Personal information
- Born: 20 October 1932 Sibiu, Romania
- Died: 18 April 2017 (aged 84)

Sport
- Sport: Modern pentathlon

= Cornel Vena =

Romanian modern pentathlete

Cornel Vena (20 October 1932 - 18 April 2017) was a Romanian modern pentathlete. He competed at the 1956 Summer Olympics.

In 1954, Vena won the first Romanian Pentathlon Championship. Vena was the first Romanian national champion in 1955. He also won the National Triathlon Competition (swimming, running, shooting). In 1956, as part of the Romanian team, he competed at the Melbourne Olympics in the pentathlon (riding, swimming, running, shooting, fencing) and won the fencing. His fencing result has become the longest standing record in the history of the modern Olympic Games.

He won 29 of 35 bouts in fencing, scoring a total of 1,111 points. This is the best known performance in Olympic modern pentathlon fencing, winning 82.9% of his bouts, and the highest ever points score awarded in fencing in the Olympic modern pentathlon.

Vena became Australian fencing champion in 1957, and won the team epee and foil championship in 1962, dominating modern pentathlon competition between 1971 and 1979.

In 1997, the Ministry of Youth and Sports of Romania retroactively awarded Cornel Vena the title of master of sports. Vena coached aspiring fencers for sixty years.
------------
Actions to take:
a: List the five events that the Cornel Vena biography names in parentheses as making up the pentathlon at the Melbourne Olympics.
b: Copy out the part of the Cornel Vena biography starting with "In 1954, Vena" and going on through "1971 and 1979.".
------------
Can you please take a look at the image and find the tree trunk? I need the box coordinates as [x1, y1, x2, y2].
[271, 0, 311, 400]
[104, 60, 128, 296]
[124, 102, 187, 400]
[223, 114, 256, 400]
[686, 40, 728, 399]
------------
Solutions to the problems:
a: riding, swimming, running, shooting, fencing

b:
In 1954, Vena won the first Romanian Pentathlon Championship. Vena was the first Romanian national champion in 1955. He also won the National Triathlon Competition (swimming, running, shooting). In 1956, as part of the Romanian team, he competed at the Melbourne Olympics in the pentathlon (riding, swimming, running, shooting, fencing) and won the fencing. His fencing result has become the longest standing record in the history of the modern Olympic Games.

He won 29 of 35 bouts in fencing, scoring a total of 1,111 points. This is the best known performance in Olympic modern pentathlon fencing, winning 82.9% of his bouts, and the highest ever points score awarded in fencing in the Olympic modern pentathlon.

Vena became Australian fencing champion in 1957, and won the team epee and foil championship in 1962, dominating modern pentathlon competition between 1971 and 1979.